Your assignment - Search each line of the data for the word "trousers"; copy every line where it is found.

Natural-language object grounding data:
......

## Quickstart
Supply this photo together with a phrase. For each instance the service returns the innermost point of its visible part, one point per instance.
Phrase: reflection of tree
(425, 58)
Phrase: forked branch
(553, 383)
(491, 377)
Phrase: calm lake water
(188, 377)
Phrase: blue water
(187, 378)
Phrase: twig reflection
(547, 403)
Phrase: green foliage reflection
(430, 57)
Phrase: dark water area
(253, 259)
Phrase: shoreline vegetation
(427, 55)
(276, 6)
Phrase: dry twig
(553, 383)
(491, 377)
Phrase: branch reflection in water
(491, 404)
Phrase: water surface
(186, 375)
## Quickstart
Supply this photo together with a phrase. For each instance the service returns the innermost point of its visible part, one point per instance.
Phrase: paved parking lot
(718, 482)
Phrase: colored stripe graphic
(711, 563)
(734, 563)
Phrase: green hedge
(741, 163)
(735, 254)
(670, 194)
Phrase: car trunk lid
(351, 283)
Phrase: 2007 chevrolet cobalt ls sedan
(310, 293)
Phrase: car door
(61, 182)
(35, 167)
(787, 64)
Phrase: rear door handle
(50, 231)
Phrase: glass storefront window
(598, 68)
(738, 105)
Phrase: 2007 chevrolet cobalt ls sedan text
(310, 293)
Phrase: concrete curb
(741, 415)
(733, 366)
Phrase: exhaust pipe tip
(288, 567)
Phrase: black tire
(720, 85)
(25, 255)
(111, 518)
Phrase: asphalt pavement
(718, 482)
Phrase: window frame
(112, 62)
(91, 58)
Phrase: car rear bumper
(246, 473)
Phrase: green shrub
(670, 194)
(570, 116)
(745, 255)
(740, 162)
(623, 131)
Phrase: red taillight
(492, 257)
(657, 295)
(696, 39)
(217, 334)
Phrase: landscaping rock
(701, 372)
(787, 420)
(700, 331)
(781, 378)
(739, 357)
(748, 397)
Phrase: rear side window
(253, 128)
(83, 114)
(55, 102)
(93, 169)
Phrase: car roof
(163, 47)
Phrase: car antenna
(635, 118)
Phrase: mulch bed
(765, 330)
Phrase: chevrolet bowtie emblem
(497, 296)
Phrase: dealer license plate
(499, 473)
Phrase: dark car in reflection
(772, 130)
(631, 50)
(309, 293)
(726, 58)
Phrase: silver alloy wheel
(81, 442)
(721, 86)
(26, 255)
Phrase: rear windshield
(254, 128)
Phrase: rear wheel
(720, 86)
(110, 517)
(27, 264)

......

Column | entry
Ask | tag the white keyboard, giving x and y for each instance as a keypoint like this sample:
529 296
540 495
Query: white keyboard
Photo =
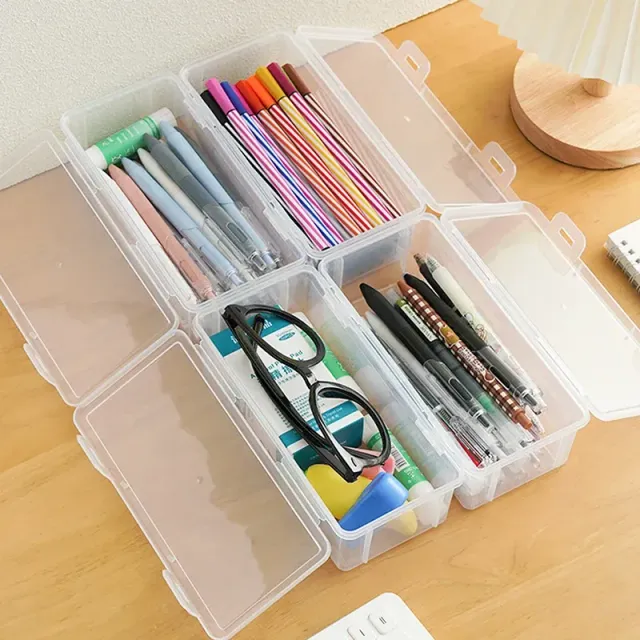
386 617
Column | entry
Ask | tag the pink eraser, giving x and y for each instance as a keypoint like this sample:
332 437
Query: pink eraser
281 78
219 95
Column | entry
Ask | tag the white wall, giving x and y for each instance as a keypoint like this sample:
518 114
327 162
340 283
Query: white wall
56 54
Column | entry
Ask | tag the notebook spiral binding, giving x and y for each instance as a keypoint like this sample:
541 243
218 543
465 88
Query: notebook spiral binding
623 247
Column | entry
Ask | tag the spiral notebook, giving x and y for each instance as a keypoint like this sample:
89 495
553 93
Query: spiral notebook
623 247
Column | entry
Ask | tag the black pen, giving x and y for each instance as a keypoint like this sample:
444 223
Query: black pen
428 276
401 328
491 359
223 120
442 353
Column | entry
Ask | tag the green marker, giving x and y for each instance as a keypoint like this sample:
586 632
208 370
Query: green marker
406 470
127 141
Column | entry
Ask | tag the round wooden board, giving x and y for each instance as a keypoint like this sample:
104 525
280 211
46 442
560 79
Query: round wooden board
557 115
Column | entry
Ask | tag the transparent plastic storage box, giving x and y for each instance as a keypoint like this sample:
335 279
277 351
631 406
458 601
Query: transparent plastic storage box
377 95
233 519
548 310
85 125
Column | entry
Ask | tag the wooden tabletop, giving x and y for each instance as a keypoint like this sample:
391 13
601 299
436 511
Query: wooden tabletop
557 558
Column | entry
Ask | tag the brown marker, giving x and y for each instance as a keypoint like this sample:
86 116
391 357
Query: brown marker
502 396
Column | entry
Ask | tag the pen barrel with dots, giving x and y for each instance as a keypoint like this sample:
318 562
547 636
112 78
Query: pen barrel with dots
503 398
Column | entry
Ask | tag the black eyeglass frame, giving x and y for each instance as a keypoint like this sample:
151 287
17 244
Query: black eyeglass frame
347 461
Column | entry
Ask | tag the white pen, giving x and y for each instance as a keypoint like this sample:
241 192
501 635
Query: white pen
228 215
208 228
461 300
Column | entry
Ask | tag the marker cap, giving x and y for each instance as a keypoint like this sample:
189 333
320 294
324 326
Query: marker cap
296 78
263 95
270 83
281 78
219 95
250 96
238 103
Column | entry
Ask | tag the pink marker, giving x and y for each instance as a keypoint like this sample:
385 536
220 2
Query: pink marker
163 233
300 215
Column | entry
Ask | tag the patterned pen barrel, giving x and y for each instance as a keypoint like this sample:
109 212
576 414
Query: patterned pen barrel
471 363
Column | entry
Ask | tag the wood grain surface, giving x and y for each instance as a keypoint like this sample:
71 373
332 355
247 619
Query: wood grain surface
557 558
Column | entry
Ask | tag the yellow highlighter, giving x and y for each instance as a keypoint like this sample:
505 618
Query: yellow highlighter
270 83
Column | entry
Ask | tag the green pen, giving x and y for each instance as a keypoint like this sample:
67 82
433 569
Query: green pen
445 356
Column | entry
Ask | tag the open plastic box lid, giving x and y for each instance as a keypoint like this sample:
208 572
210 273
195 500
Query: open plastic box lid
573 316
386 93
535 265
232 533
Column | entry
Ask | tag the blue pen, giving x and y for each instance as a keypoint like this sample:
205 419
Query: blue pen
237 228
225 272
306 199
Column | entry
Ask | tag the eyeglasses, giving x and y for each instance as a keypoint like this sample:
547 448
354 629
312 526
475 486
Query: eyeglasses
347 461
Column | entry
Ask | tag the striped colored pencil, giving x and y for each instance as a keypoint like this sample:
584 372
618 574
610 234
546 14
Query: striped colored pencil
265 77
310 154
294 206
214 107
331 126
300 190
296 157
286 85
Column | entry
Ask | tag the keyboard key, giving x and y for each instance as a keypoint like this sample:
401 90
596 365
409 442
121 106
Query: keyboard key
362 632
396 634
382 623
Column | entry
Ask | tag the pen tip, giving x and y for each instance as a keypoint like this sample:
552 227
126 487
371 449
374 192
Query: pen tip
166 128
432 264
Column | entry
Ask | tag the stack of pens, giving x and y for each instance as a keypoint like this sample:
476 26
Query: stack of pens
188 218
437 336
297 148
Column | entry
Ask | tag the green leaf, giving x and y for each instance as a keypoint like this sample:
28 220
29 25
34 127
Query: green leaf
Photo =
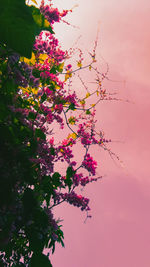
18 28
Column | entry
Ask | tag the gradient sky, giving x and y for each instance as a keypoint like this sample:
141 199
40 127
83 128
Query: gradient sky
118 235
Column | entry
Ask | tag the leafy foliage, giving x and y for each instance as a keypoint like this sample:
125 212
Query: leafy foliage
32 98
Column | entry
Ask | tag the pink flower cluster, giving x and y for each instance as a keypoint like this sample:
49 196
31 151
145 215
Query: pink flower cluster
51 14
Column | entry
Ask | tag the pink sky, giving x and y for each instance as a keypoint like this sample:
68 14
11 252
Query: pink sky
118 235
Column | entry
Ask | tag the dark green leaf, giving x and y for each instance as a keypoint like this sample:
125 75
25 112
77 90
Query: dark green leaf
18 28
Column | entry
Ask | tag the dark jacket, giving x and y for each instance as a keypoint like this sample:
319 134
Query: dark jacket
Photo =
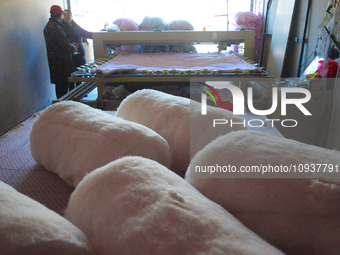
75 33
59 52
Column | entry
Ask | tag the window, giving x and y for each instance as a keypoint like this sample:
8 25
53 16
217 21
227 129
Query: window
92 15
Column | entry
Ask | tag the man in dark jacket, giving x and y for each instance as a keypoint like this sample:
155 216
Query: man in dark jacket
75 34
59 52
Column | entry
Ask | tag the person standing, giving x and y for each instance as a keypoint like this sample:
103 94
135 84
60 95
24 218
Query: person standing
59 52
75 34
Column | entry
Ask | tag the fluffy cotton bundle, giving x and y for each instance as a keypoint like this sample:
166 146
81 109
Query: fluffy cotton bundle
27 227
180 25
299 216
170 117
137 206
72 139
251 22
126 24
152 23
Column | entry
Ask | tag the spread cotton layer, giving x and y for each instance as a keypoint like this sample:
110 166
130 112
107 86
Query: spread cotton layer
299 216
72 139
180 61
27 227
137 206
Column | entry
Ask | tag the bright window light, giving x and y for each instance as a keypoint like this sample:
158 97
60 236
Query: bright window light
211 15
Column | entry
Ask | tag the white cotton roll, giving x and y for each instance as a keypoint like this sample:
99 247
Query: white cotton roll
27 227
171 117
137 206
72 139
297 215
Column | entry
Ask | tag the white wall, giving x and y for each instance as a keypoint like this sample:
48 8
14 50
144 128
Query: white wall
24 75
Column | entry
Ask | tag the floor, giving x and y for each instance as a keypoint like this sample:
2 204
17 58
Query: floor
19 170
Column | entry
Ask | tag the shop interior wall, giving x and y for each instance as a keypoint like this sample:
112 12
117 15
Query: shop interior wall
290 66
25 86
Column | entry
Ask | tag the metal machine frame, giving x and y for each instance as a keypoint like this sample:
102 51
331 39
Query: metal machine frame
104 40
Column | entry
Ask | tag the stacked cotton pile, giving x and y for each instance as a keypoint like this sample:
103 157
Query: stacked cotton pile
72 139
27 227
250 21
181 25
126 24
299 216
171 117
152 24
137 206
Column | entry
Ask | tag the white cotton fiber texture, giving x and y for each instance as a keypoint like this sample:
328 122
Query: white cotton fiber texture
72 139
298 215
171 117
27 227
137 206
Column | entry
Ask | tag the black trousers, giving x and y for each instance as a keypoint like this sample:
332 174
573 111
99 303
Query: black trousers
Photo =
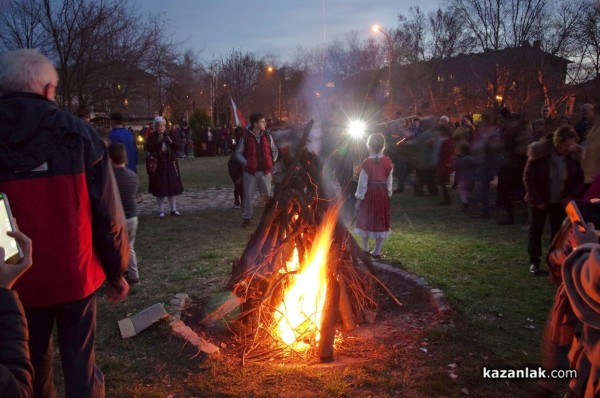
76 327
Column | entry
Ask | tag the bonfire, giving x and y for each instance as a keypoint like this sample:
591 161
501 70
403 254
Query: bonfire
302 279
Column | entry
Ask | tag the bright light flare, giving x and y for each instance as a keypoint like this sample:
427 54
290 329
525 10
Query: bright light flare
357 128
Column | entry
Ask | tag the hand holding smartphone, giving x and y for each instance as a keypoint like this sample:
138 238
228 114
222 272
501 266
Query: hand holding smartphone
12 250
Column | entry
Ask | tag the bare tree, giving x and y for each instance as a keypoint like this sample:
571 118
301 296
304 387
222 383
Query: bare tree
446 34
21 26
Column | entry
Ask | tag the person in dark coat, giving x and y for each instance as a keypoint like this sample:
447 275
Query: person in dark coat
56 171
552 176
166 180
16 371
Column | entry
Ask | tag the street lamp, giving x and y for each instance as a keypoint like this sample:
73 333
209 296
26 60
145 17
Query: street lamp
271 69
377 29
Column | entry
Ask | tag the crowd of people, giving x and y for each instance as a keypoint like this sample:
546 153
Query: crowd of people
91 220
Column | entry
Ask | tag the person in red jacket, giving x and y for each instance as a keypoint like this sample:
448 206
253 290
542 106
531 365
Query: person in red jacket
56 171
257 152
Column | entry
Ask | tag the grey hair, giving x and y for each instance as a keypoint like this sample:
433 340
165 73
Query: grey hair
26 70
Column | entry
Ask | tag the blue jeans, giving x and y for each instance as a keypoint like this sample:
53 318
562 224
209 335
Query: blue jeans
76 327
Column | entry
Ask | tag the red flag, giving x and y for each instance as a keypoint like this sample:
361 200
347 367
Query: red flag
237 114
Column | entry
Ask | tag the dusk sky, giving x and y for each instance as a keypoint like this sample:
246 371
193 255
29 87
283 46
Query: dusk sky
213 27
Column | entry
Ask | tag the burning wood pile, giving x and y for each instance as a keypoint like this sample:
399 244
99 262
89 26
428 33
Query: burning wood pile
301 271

......

Exercise output -
Ask | tag the black trousers, giving x and y for each instance as a keypoint like this sample:
Query: black trousers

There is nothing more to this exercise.